## EXTRAIT FOURNI

※

La multiplication des attentats aux quatre
coins de l’empire occidental laisse les dirigeants de celui-ci en plein
désarroi. La réaction de ceux-ci, après la dernière attaque sanglante du
samedi 3 juin dans le quartier du London Bridge, en fait la cruelle
démonstration.
Appel à lutter contre « l’idéologie du
mal de l’extrémisme islamiste » pour Theresa May, première ministre
britannique. « Importance de la coopération européenne » pour le
président français Emmanuel Macron. « En finir avec le politiquement
correct » pour le très viril président américain Donald Trump…
Autant de vaines déclarations d’intention, de formules creuses et de
proclamations martiales aussi inutiles que les états-d’urgence en
vigueur un peu partout ou que les mises sur écoute généralisées, qui
n’empêchent strictement rien, mais ne font que démontrer l’impuissance
et la désorganisation de nos forces de police et militaires.
Le premier constat — qu’aucun de nos dirigeants désemparés n’osent
encore admettre — est douloureux : les attaquants ne viennent pas de
quelques belliqueuses contrées lointaines, mais sont nés pour la
plupart, sinon la totalité, à l’intérieur de nos propres pays, dans nos banlieues, nos quartiers, nos ghettos, entre nos murs. Aussi bien sur le vieux continent européen qu’aux États-Unis.

※

## OBJECTIFS
a – Indiquez si chacune de ces affirmations concorde avec l'extrait, en citant mot pour mot le passage décisif : (i) l'attaque du quartier du London Bridge a eu lieu le samedi 3 juin ; (ii) les états d'urgence en vigueur sont présentés comme efficaces ; (iii) les attaquants viennent de contrées lointaines.
b – Réécrivez le passage de l'extrait qui commence aux mots « Appel à lutter » et s'arrête après « police et militaires. », en mettant « gendarmerie » à la place de « police ».
c – Traduisez en anglais cette phrase de l'extrait : « La multiplication des attentats aux quatre coins de l’empire occidental laisse les dirigeants de celui-ci en plein désarroi. »

[Données d'annotation d'images]
※

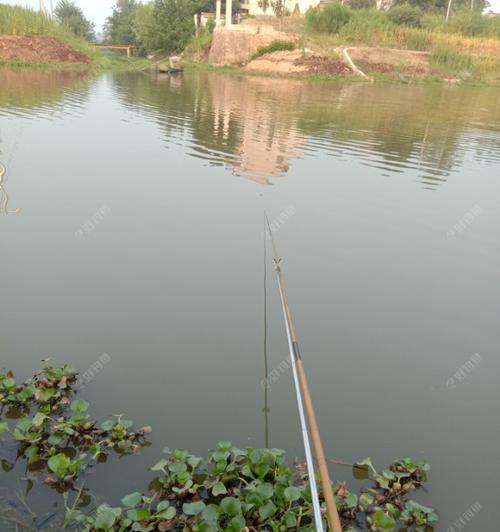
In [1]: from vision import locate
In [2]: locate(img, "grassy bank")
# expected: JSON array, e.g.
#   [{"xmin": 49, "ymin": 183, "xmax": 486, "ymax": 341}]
[
  {"xmin": 198, "ymin": 5, "xmax": 500, "ymax": 85},
  {"xmin": 0, "ymin": 4, "xmax": 149, "ymax": 71}
]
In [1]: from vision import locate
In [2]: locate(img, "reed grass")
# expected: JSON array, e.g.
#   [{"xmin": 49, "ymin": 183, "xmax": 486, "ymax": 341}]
[{"xmin": 0, "ymin": 4, "xmax": 148, "ymax": 70}]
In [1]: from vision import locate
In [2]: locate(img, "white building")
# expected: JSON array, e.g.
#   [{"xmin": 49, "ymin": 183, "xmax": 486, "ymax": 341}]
[{"xmin": 241, "ymin": 0, "xmax": 321, "ymax": 16}]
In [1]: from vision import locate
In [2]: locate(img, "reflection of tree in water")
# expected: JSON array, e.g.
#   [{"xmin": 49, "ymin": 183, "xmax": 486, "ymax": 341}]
[
  {"xmin": 109, "ymin": 73, "xmax": 500, "ymax": 186},
  {"xmin": 0, "ymin": 68, "xmax": 90, "ymax": 113},
  {"xmin": 0, "ymin": 163, "xmax": 21, "ymax": 214}
]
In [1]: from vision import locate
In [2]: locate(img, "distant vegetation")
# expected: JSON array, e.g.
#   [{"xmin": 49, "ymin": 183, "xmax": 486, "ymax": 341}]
[
  {"xmin": 252, "ymin": 40, "xmax": 296, "ymax": 59},
  {"xmin": 54, "ymin": 0, "xmax": 96, "ymax": 41},
  {"xmin": 0, "ymin": 4, "xmax": 62, "ymax": 37},
  {"xmin": 306, "ymin": 2, "xmax": 500, "ymax": 39}
]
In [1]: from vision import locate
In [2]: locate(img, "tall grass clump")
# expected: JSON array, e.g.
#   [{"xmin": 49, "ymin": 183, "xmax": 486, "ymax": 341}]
[
  {"xmin": 0, "ymin": 4, "xmax": 64, "ymax": 36},
  {"xmin": 387, "ymin": 4, "xmax": 423, "ymax": 28},
  {"xmin": 421, "ymin": 9, "xmax": 500, "ymax": 39},
  {"xmin": 252, "ymin": 40, "xmax": 296, "ymax": 59},
  {"xmin": 340, "ymin": 9, "xmax": 396, "ymax": 45},
  {"xmin": 306, "ymin": 4, "xmax": 352, "ymax": 34},
  {"xmin": 431, "ymin": 44, "xmax": 480, "ymax": 75},
  {"xmin": 0, "ymin": 4, "xmax": 106, "ymax": 65}
]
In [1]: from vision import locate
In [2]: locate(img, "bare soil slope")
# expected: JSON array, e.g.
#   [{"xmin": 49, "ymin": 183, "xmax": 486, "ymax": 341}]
[{"xmin": 0, "ymin": 35, "xmax": 90, "ymax": 64}]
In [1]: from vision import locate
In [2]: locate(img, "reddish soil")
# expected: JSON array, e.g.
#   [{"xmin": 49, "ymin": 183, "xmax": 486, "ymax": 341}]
[
  {"xmin": 0, "ymin": 35, "xmax": 90, "ymax": 65},
  {"xmin": 295, "ymin": 55, "xmax": 352, "ymax": 75}
]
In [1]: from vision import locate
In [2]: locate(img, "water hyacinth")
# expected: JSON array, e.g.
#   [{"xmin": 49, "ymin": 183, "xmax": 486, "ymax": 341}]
[{"xmin": 0, "ymin": 366, "xmax": 437, "ymax": 532}]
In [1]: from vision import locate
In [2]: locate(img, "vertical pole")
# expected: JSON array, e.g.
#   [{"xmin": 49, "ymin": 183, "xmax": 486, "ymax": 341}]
[
  {"xmin": 226, "ymin": 0, "xmax": 233, "ymax": 28},
  {"xmin": 446, "ymin": 0, "xmax": 451, "ymax": 20},
  {"xmin": 215, "ymin": 0, "xmax": 222, "ymax": 26}
]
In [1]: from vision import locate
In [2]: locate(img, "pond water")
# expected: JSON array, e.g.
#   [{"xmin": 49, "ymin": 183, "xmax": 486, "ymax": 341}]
[{"xmin": 0, "ymin": 70, "xmax": 500, "ymax": 531}]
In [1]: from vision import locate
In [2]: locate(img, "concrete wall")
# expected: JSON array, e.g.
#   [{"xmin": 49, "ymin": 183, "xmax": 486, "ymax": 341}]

※

## RÉSULTATS PAR CONSIGNE
a –
(i) Oui : « samedi 3 juin dans le quartier du London Bridge ».
(ii) Non : « aussi inutiles que les états-d’urgence en vigueur un peu partout ».
(iii) Non : « les attaquants ne viennent pas de quelques belliqueuses contrées lointaines ».

b –
Appel à lutter contre « l’idéologie du
mal de l’extrémisme islamiste » pour Theresa May, première ministre
britannique. « Importance de la coopération européenne » pour le
président français Emmanuel Macron. « En finir avec le politiquement
correct » pour le très viril président américain Donald Trump…
Autant de vaines déclarations d’intention, de formules creuses et de
proclamations martiales aussi inutiles que les états-d’urgence en
vigueur un peu partout ou que les mises sur écoute généralisées, qui
n’empêchent strictement rien, mais ne font que démontrer l’impuissance
et la désorganisation de nos forces de gendarmerie et militaires.

c – The proliferation of attacks in the four corners of the Western empire leaves its leaders in utter disarray.